▶ Task statement
Express every line of the records below as a JSON list of strings, one string per line, leaving out blank lines.

┌──

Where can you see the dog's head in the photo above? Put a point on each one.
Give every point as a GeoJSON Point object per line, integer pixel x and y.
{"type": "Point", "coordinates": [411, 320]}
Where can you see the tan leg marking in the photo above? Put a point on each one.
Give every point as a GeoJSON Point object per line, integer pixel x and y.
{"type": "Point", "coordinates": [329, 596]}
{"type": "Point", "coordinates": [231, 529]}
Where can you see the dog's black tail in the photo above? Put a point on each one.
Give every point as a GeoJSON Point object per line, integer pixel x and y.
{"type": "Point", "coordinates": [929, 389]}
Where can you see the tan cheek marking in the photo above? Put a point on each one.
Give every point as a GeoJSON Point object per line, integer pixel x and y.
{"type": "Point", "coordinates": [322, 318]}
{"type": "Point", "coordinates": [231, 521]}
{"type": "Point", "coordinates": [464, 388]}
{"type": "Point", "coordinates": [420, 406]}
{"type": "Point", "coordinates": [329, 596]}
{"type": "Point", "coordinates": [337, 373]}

└──

▶ Answer below
[
  "Where can you see the dog's head in the photo above? Put a point on each one.",
  "Give every point as a GeoJSON Point object per line, integer pixel x and y.",
  "{\"type\": \"Point\", \"coordinates\": [411, 320]}",
  "Where can you see the tan leg marking in the photo above? Put a point on each one.",
  "Give every point as a GeoJSON Point object per line, integer pixel x and y.",
  "{\"type\": \"Point\", \"coordinates\": [329, 596]}",
  "{\"type\": \"Point\", \"coordinates\": [231, 529]}",
  "Where can you see the dog's black tail in the photo above? Put a point on each one.",
  "Give every point as a GeoJSON Point object per line, integer pixel x and y.",
  "{\"type\": \"Point\", \"coordinates\": [929, 389]}",
  "Where can you see the tan cheek marking in the photo above? Put a point on each one.",
  "Give every point as a GeoJSON Point object per line, integer pixel x and y.",
  "{\"type\": \"Point\", \"coordinates\": [322, 318]}",
  "{\"type\": \"Point\", \"coordinates\": [231, 521]}",
  "{\"type\": \"Point\", \"coordinates\": [464, 388]}",
  "{\"type\": \"Point\", \"coordinates\": [420, 406]}",
  "{\"type\": \"Point\", \"coordinates\": [329, 596]}",
  "{\"type\": \"Point\", \"coordinates\": [337, 373]}"
]